EXERCISE PASSAGE:
From this increasingly pro-primary care environment at Northwell Health, our Primary Care Progress chapter has blossomed. Originating from our medical school’s internal medicine interest group, our PCP chapter started in 2014 and sent its first representatives to the PCP Leadership Summit this summer. Students returned to tell the newly initiated IMPACcT clinic program about the conference and share skills and strategies learned from other chapters. PCP’s founder Andrew Morris-Singer presented at our Department of Medicine grand rounds and toured our clinical program in November, which focused attention on our PCP chapter and on the incredible resources available through PCP.
Who is enrolled in IMPACcT? What will they learn?
IMPACcT accepted ten residents, 31 students, two psychology externs, 12 pharmacy students, and eight PA students for its inaugural year. IMPACcT features a team-based approach to care in a clinic-within-a-clinic model as well as longitudinal mentoring and an interprofessional educational curriculum. Students are encouraged to take a hands-on approach to primary care as key members of the patient-centered medical home team and work alongside trainees from other disciplines. Core principles of our clinical program include a focus on continuous quality improvement, continuity of care and expanded access, all using a team-based approach. Key educational topics include health disparities, quality improvement, behavioral health, medication management, team leadership, and PCMH principles.
What do you hope to gain from the new primary care track?
Our goal is to deliver the highest quality care to our patients while providing our students with excellent clinical and educational experiences and longitudinal mentoring to encourage primary care careers across several clinical care disciplines.
How will IMPACcT affect your PCP chapter? How will chapter members be involved in implementation?
Our PCP chapter leaders are key participants in the IMPACcT program, where they find a community of like-minded individuals. We support their work to advocate for primary care nationally as we work with our colleagues to promote primary care at our institution and beyond. By inviting our PCP chapter leaders to speak at IMPACcT events and advertising PCP events to our IMPACcT trainees, we hope to achieve success together. We feel incredibly fortunate to have had Dr. Morris-Singer speak at our institution, generating support for national primary care advocacy while spreading the word on PCP’s mission and events. In the future, we hope to leverage our partnership with PCP to offer workshops in relational leadership to our trainees and faculty.How do the students and trainees like the program so far?
Here's some of the things they've told us:
- “I would totally want to be an IMPACcT patient because you all do the best comprehensive care.”
- “I appreciate the patience and dedication from everyone in furthering my education and clinical skills. I will leave today as a more confident provider solely because of all your efforts.”
- “Everyone has challenged me and has helped me build so much confidence in myself. I will take everything I have learned onto my next rotations.”

RAW DATA:

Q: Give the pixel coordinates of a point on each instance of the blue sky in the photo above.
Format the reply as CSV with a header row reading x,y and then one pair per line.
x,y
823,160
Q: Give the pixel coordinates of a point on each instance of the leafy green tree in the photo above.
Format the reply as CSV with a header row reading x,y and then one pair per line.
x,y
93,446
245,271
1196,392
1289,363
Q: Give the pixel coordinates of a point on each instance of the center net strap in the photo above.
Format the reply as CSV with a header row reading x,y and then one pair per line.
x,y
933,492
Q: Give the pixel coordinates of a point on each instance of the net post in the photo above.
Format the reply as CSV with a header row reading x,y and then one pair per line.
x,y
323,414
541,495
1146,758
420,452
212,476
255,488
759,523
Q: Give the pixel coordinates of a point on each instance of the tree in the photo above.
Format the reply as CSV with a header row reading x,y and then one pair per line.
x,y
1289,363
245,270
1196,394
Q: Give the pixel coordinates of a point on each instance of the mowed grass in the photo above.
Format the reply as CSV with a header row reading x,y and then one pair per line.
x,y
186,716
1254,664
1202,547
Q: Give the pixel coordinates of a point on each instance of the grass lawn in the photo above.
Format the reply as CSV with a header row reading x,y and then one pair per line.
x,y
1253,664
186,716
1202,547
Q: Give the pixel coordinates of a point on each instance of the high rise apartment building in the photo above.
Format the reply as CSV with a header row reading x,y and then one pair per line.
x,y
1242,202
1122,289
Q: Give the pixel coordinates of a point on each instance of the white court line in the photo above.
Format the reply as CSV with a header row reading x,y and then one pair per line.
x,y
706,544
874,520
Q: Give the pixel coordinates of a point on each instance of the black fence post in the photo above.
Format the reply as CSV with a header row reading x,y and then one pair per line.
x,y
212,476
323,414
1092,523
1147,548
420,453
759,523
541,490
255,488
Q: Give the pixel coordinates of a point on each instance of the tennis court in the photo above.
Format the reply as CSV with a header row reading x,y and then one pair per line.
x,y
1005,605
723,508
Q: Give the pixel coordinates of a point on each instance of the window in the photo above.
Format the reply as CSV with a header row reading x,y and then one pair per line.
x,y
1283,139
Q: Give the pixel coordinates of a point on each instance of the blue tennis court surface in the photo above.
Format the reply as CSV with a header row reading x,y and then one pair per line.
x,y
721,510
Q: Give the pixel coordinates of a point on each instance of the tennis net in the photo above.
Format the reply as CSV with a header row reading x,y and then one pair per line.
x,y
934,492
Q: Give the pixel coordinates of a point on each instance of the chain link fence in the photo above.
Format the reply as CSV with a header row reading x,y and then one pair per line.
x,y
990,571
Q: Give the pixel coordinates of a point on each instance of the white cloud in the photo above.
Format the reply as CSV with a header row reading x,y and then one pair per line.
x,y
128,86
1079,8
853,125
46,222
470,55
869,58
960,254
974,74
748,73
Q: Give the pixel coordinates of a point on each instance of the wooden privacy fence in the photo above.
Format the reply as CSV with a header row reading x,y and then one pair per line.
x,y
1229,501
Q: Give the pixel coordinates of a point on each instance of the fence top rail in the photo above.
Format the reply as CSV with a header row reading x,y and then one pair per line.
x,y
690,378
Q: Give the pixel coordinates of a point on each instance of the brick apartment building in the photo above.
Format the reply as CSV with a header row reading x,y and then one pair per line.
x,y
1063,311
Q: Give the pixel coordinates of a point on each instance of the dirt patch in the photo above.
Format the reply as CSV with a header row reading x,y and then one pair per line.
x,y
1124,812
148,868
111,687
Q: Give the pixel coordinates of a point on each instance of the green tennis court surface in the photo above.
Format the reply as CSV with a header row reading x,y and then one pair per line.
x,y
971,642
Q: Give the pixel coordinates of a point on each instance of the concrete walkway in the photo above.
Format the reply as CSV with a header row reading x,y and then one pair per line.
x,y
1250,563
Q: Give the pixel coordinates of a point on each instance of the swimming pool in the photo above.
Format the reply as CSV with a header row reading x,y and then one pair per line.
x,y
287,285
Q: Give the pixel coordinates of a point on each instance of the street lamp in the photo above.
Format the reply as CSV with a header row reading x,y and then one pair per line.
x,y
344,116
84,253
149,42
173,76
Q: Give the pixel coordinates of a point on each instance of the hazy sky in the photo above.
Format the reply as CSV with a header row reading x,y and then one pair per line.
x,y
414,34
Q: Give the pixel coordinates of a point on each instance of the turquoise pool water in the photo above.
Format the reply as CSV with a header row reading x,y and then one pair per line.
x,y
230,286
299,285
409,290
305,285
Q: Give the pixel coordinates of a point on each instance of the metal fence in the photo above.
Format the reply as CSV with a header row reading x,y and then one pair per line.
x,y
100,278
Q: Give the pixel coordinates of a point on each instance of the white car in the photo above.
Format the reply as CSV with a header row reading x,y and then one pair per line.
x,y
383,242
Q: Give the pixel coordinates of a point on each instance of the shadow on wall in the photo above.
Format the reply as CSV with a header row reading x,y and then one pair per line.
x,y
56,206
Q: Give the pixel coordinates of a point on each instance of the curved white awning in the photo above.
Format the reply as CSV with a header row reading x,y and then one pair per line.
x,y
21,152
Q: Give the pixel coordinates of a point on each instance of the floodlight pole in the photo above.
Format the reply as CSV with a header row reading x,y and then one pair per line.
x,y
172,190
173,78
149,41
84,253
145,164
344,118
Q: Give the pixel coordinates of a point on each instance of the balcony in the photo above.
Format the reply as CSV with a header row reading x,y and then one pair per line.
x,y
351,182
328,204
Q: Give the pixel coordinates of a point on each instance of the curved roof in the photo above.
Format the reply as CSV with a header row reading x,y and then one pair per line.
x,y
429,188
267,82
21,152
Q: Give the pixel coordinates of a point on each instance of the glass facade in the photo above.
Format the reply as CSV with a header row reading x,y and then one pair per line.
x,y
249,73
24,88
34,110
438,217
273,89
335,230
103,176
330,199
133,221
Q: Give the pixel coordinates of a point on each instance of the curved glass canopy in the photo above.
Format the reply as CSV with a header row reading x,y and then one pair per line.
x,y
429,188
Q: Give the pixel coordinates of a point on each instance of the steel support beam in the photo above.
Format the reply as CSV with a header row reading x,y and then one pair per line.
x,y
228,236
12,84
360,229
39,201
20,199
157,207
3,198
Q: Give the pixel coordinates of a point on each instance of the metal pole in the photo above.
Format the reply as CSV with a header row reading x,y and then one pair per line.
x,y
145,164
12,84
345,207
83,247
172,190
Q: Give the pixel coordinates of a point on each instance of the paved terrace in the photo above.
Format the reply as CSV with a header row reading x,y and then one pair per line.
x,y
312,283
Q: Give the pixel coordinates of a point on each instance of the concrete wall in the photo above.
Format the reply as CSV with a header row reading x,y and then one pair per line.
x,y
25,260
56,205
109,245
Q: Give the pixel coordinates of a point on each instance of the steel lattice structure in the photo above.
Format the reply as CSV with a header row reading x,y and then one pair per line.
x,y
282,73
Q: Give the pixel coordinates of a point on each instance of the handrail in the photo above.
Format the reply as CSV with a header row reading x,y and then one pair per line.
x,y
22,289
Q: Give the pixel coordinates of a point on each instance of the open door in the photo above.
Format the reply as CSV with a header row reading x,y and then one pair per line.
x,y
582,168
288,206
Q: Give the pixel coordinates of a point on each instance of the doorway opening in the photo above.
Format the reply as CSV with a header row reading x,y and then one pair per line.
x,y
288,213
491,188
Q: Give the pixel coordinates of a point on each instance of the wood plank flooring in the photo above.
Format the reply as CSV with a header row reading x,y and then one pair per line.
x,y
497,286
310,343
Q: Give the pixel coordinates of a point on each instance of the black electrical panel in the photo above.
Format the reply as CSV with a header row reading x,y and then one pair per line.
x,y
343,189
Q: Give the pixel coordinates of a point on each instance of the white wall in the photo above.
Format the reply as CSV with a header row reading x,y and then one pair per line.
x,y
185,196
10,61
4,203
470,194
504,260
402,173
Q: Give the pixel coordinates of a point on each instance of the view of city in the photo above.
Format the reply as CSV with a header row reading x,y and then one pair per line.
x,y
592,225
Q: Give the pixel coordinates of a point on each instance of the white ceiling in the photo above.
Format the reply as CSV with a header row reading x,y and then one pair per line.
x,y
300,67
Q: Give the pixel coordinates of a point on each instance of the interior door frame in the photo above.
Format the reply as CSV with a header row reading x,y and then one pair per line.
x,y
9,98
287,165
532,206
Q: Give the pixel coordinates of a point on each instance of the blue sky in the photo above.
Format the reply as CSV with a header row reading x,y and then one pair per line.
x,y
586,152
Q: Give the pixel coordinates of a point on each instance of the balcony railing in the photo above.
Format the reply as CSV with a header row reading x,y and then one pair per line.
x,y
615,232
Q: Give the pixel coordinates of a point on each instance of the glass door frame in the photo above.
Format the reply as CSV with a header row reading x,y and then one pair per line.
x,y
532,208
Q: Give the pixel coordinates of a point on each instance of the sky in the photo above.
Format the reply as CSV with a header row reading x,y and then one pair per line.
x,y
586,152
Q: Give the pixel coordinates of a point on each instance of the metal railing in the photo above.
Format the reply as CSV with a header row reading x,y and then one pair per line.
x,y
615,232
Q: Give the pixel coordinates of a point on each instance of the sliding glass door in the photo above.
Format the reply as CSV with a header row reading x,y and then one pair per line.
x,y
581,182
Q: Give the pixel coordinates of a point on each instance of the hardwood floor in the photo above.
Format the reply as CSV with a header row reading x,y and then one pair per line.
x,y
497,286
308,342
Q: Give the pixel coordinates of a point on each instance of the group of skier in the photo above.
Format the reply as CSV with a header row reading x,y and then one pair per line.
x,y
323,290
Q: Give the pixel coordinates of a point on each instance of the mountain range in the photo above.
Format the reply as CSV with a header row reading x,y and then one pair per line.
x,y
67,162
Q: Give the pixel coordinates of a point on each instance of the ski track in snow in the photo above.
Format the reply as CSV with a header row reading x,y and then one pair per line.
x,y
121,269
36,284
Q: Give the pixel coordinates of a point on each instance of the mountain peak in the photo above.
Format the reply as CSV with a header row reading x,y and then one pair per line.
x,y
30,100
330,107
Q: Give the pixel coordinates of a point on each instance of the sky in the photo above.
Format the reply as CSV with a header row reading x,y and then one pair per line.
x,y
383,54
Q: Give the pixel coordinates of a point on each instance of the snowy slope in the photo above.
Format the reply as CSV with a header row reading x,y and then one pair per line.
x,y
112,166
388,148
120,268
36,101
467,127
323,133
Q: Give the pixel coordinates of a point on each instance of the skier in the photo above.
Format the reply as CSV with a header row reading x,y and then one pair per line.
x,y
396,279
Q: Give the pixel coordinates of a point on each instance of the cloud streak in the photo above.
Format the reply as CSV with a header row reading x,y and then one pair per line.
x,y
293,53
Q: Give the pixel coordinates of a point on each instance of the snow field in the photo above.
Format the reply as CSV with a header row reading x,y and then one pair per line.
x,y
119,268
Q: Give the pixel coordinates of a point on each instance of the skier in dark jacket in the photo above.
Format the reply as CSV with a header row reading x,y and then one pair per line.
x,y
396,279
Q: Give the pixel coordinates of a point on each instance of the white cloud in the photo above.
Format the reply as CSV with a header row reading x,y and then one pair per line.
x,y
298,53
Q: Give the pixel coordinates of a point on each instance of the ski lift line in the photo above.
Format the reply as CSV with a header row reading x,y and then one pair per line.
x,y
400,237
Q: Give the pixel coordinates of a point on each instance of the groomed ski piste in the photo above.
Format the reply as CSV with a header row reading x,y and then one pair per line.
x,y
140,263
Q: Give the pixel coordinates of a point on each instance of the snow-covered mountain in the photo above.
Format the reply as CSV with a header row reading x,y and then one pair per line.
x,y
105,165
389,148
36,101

PROBLEM REQUIREMENTS: In the passage on the IMPACcT program, how many pharmacy students did the program accept for its inaugural year?

OUTPUT FOR THIS TASK: Twelve pharmacy students.